__STATED GOAL__.
Using the case summary below, decide whether each statement agrees with it. Answer yes or no and quote the deciding words. 1. The applicant organisation has been registered in Armenia since 1993. 2. The cartoon of the second applicant first appeared in Argumenti Nedeli v Armenii. 3. The applicants are represented by a lawyer practising in Gyumri.

---------- TEXT PROVIDED

Doc ref: 30817/13 • ECHR ID: 001-171420

Document date: January 26, 2017

Cited paragraphs only

Communicated on 26 January 2017

FIRST SECTION

Application no. 30817/13 Artur SIMONYAN and “WORD OF LIFE” CHURCH OF CHRISTIANS OF EVANGELIC FAITH IN ARMENIA against Armenia lodged on 8 May 2013

STATEMENT OF FACTS

The first applicant, the “Word of Life” Church of Christians of the Evangelic Faith in Armenia, is a religious organisation which has been registered in Armenia since 1993. The second applicant, Mr Artur Simonyan , the leader of the applicant organisation, is an Armenian national who was born in 1966 and lives in Upper Ptghni . They are represented before the Court by Mr A. Ghazaryan, a lawyer practising in Yerevan.

A. The circumstances of the case

The facts of the case, as submitted by the applicants, may be summarised as follows.

In 2011 the authorities launched an investigation against certain K.A. on suspicion of disseminating pornographic material and breaching privacy rules. According to the charges, K.A. had published material of a private nature on the Internet, namely of him having sexual intercourse with a woman called A.S. The incident caused public concern and led to a debate, on the one hand, about respect for people ’ s private lives, and, on the other, about liability for the dissemination of pornographic material. The events resulted in numerous online media publications. Some of them included speculation that A.S. was a follower of the faith propagated by the applicants. Later, some media made various accusations, as detailed below, about the applicants on the basis of the speculation about A.S. ’ s alleged membership of the applicant organisation.

On 19 October 2011 the weekly newspaper Iravunk Hetaqnnutyun published a cartoon depicting the second applicant dressed as a priest with “Word of Life” written on his clothes, bowing towards a scantily clad woman, apparently A.S. Underneath the picture was an article headlined “The Theme of Sectarian Photos ‘ Blossomed ’ with Paedophile Accusations”. The article referred to the applicant organisation as a “sect” and a “sectarian union”.

The cartoon was reprinted in the 25-31 October 2011 issue of Russian-language weekly newspaper Argumenti Nedeli v Armenii . The article underneath was headlined “The Story of Sectarianism and Porno”.

--------------------
---------- RECORDS SUPPLIED

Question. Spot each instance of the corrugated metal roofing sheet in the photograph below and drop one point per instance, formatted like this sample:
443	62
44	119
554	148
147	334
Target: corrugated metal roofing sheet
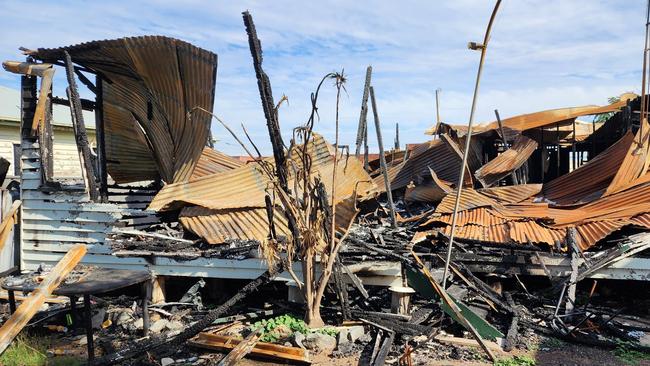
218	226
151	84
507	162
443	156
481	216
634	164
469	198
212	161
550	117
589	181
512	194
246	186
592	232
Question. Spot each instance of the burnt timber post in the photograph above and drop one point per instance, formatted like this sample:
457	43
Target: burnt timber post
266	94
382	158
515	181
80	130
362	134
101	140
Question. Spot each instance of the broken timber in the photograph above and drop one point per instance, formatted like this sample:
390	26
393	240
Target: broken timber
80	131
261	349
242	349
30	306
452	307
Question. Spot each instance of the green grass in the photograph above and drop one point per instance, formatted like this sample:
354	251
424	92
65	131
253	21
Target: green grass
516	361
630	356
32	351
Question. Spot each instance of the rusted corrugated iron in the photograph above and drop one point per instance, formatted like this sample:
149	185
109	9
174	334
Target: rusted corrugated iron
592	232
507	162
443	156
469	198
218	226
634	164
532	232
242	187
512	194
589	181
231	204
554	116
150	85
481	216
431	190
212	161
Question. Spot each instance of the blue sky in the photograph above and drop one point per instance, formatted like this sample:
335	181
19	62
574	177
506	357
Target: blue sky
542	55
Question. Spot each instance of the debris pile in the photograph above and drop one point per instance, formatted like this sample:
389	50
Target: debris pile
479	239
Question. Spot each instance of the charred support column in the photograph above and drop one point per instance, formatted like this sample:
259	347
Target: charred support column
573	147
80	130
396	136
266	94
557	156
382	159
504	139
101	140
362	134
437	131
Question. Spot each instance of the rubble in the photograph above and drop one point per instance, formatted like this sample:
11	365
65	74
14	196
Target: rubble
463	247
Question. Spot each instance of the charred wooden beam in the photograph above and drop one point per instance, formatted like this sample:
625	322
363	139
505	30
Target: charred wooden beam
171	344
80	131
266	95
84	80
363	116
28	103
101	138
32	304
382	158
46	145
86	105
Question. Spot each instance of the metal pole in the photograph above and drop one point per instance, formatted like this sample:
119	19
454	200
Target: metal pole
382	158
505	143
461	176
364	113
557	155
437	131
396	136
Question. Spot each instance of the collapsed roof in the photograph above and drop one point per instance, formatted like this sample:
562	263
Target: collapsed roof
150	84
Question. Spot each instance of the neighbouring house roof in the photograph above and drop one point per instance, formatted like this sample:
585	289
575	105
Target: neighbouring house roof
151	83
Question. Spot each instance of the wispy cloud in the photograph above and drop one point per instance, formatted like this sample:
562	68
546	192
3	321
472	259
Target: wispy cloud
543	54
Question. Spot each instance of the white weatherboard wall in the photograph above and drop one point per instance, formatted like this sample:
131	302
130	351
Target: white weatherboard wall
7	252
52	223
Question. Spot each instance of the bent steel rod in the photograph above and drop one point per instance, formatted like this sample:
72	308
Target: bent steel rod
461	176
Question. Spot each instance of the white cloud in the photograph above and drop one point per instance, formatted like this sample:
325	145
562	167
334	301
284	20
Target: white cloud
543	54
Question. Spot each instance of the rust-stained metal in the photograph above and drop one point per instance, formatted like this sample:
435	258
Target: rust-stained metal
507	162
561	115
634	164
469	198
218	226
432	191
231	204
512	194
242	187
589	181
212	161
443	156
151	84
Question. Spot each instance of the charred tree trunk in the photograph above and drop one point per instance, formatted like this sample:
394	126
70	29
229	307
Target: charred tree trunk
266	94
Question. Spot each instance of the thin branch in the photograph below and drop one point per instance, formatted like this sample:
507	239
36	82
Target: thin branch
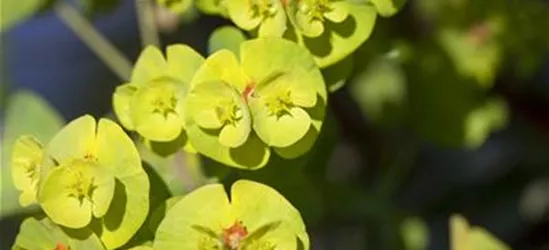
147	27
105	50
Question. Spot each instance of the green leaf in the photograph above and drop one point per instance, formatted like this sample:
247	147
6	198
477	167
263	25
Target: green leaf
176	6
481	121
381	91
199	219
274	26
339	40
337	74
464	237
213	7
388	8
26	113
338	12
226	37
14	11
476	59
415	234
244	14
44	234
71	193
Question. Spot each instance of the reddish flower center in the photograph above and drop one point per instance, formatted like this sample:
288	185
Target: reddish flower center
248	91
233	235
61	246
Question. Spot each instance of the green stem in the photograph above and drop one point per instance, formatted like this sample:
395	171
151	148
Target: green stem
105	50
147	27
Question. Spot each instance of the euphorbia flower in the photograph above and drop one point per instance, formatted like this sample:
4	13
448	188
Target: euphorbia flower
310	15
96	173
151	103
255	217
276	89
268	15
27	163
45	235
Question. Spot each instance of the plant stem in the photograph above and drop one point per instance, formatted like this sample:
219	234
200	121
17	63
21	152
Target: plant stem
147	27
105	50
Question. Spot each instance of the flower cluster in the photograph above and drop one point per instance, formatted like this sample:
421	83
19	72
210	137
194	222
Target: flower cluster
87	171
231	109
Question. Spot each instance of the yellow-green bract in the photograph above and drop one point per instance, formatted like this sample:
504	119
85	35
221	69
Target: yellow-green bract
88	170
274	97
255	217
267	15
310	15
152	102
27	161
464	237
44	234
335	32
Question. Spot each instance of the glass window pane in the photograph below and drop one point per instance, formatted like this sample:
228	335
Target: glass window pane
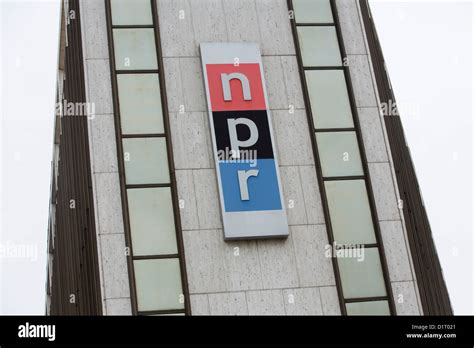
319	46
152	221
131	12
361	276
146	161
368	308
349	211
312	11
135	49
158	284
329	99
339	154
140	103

--------------------

__RESULT FOR THIS TASK__.
1. Yes: "is a religious organisation which has been registered in Armenia since 1993"
2. No: "On 19 October 2011 the weekly newspaper Iravunk Hetaqnnutyun published a cartoon" and "The cartoon was reprinted in the 25-31 October 2011 issue of Russian-language weekly newspaper Argumenti Nedeli v Armenii"
3. No: "a lawyer practising in Yerevan"